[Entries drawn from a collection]
============

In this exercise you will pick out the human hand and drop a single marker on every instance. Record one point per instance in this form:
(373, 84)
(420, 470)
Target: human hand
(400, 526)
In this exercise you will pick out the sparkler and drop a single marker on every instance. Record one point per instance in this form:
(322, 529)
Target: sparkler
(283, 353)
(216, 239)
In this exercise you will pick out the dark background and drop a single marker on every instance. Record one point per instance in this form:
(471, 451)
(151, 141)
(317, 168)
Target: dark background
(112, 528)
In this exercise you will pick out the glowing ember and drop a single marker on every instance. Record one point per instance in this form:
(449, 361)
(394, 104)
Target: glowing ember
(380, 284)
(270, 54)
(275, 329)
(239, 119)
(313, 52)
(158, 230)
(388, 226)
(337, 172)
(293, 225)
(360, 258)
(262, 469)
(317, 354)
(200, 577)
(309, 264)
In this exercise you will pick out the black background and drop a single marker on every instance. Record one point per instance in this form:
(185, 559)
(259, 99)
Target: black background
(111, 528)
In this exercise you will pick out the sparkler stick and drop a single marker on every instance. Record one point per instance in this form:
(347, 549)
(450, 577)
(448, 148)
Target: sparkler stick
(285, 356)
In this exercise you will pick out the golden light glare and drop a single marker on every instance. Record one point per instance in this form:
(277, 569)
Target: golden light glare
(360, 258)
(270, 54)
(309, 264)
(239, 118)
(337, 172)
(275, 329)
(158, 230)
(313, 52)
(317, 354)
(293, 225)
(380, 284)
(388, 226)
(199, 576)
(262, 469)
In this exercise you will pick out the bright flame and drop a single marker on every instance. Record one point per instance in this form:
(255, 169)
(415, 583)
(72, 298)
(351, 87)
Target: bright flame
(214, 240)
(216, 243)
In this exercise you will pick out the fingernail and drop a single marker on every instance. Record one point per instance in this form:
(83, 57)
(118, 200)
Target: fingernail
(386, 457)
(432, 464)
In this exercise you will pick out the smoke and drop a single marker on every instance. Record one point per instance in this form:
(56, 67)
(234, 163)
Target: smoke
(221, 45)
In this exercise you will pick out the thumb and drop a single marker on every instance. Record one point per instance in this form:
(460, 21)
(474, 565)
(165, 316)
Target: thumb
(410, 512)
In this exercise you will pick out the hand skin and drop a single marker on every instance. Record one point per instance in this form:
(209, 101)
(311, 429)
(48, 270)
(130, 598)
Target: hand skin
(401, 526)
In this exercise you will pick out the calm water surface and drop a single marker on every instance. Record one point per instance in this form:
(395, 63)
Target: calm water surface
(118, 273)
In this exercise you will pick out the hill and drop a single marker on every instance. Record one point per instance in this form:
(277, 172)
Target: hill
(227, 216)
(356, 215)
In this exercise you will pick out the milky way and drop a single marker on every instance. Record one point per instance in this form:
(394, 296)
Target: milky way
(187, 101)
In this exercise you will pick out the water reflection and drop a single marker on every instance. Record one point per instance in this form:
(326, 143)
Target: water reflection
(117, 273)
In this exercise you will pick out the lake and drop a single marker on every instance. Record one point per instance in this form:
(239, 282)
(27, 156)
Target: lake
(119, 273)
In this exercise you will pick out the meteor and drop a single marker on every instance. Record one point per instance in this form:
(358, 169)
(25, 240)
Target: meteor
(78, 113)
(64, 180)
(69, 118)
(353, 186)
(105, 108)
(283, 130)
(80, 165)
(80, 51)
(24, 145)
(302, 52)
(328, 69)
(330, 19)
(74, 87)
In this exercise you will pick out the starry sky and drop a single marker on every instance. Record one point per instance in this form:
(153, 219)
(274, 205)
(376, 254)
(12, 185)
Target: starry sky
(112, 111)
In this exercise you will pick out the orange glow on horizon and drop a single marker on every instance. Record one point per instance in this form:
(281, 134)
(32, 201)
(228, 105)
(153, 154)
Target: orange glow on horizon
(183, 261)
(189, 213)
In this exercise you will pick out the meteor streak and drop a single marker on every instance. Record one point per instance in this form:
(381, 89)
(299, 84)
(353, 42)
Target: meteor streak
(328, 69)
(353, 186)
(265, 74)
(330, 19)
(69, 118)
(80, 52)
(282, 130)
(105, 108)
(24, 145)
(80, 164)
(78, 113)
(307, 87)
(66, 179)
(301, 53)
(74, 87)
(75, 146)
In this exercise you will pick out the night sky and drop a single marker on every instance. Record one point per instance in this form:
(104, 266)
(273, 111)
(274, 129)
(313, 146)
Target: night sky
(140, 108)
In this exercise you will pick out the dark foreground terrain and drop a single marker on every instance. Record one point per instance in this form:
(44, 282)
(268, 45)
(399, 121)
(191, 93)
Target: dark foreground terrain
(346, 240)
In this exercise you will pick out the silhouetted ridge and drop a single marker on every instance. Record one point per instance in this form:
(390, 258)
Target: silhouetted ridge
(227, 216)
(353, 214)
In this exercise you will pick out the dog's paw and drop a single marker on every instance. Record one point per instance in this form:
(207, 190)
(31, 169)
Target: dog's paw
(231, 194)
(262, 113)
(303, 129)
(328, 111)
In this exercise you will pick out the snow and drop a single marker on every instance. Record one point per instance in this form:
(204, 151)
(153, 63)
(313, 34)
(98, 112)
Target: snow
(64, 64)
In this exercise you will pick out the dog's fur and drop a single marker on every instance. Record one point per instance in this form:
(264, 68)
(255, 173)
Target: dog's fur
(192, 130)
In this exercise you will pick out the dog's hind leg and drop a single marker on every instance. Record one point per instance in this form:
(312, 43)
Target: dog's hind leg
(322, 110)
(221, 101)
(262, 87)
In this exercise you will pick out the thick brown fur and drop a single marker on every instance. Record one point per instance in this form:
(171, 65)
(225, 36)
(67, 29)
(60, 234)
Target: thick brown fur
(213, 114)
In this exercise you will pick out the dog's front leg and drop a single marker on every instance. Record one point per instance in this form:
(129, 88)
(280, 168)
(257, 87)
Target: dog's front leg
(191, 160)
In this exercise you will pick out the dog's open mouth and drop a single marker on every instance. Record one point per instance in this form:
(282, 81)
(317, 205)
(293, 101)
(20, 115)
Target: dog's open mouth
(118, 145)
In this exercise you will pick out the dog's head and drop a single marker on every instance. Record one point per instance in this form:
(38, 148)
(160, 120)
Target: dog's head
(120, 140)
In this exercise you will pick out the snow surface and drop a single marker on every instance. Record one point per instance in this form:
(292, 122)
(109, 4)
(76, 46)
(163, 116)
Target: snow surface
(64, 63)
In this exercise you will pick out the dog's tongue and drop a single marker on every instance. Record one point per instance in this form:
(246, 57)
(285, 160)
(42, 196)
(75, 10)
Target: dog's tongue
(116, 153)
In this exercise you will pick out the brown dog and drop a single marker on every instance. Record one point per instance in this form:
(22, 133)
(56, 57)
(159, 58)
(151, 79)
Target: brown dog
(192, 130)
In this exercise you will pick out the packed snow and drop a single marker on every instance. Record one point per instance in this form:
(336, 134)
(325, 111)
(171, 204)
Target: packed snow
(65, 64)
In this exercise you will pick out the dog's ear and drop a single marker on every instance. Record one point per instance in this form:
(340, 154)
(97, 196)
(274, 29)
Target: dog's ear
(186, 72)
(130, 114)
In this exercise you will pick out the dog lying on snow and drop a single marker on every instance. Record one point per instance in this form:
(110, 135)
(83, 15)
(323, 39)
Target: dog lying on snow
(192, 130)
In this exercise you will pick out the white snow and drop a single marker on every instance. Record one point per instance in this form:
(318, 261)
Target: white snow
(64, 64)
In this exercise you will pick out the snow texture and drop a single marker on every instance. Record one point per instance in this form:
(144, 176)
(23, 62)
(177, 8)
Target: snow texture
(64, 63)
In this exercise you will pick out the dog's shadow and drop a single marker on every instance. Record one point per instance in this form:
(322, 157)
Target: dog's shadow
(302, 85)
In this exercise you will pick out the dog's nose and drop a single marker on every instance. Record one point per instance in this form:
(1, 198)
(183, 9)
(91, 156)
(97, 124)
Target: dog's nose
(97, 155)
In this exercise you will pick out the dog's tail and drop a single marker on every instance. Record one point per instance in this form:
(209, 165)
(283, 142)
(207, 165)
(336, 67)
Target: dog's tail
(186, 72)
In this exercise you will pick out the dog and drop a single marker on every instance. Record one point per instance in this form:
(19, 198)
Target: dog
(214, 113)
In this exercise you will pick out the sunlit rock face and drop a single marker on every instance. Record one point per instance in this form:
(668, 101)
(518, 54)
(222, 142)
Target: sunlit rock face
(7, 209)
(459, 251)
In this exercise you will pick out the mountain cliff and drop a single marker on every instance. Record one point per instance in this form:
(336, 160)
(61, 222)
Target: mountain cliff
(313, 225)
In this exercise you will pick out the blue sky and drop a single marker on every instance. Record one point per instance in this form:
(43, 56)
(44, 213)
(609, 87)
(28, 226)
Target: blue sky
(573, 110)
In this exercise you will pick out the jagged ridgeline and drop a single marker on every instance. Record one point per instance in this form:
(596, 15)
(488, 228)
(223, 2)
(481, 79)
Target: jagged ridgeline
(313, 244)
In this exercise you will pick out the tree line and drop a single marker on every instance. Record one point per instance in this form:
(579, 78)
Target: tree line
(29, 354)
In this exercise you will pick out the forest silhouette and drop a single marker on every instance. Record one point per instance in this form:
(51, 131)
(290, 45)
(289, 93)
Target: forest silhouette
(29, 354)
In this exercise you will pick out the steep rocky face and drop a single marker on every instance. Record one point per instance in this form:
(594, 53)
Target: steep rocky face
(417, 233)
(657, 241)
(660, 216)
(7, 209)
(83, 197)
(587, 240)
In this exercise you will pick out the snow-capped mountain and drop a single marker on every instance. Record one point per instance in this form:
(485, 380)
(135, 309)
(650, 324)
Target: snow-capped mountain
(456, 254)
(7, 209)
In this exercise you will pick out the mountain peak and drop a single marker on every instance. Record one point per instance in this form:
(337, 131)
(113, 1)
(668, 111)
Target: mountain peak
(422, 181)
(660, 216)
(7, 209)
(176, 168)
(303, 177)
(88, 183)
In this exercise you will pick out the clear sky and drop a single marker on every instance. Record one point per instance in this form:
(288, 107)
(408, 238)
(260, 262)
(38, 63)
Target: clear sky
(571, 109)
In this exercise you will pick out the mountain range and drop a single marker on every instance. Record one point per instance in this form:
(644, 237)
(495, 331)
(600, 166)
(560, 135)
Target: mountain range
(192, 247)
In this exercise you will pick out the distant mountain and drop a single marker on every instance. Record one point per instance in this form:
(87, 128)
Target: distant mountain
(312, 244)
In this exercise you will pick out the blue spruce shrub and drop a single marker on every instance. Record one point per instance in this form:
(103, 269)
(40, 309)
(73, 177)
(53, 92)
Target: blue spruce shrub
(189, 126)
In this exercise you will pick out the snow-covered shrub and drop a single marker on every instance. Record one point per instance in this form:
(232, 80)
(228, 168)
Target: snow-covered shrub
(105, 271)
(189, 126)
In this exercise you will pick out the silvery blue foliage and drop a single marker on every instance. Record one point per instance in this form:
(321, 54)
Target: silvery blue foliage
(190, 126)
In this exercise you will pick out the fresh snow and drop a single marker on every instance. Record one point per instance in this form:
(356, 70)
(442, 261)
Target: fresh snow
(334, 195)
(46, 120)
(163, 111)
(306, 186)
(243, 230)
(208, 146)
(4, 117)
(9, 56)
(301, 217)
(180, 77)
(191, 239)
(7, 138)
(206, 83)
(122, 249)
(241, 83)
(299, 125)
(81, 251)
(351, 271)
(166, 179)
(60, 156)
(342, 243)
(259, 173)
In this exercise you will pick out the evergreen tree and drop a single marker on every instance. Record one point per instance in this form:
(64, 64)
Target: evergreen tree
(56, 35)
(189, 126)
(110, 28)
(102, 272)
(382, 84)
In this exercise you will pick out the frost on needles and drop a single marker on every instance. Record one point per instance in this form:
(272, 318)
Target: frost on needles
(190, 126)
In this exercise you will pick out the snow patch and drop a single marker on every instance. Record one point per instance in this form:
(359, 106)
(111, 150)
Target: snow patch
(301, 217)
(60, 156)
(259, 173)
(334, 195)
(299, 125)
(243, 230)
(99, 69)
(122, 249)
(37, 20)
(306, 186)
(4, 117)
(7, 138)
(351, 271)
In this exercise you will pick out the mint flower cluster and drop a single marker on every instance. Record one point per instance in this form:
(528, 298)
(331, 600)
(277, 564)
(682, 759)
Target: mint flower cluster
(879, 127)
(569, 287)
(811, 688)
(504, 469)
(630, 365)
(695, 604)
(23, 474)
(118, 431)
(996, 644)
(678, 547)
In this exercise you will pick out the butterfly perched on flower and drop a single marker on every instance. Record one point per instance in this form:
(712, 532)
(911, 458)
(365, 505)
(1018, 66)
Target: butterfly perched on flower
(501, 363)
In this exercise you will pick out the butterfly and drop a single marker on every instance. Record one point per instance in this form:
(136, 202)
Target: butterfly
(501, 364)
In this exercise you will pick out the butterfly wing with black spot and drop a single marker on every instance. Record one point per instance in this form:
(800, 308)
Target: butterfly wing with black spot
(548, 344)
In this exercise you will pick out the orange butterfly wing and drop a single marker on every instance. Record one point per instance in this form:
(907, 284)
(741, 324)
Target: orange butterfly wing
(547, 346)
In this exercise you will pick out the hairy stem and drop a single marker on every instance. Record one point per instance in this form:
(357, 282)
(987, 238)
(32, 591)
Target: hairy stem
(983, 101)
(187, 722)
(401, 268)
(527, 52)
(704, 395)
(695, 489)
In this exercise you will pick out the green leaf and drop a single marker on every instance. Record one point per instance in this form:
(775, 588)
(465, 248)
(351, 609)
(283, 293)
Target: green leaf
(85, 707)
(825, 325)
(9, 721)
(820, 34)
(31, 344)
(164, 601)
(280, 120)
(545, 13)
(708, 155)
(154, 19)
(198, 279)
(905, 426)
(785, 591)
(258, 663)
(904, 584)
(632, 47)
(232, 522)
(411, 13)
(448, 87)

============

▶ **SHORT PROBLEM**: Render the stretch of the records from the line containing "In this exercise you will pick out the green" through the end of the records as a Markdown table with the columns Row and Line, skipping blank lines.

▶ **FULL RESPONSE**:
| Row | Line |
|---|---|
| 1 | In this exercise you will pick out the green leaf and drop a single marker on every instance. Record one point per instance in this form: |
| 2 | (775, 588) |
| 3 | (465, 248) |
| 4 | (351, 609) |
| 5 | (283, 293) |
| 6 | Target: green leaf |
| 7 | (85, 707) |
| 8 | (825, 325) |
| 9 | (9, 721) |
| 10 | (820, 34) |
| 11 | (31, 344) |
| 12 | (164, 601) |
| 13 | (280, 120) |
| 14 | (545, 13) |
| 15 | (708, 155) |
| 16 | (154, 19) |
| 17 | (198, 279) |
| 18 | (905, 426) |
| 19 | (785, 591) |
| 20 | (258, 663) |
| 21 | (904, 584) |
| 22 | (632, 47) |
| 23 | (232, 522) |
| 24 | (411, 13) |
| 25 | (448, 87) |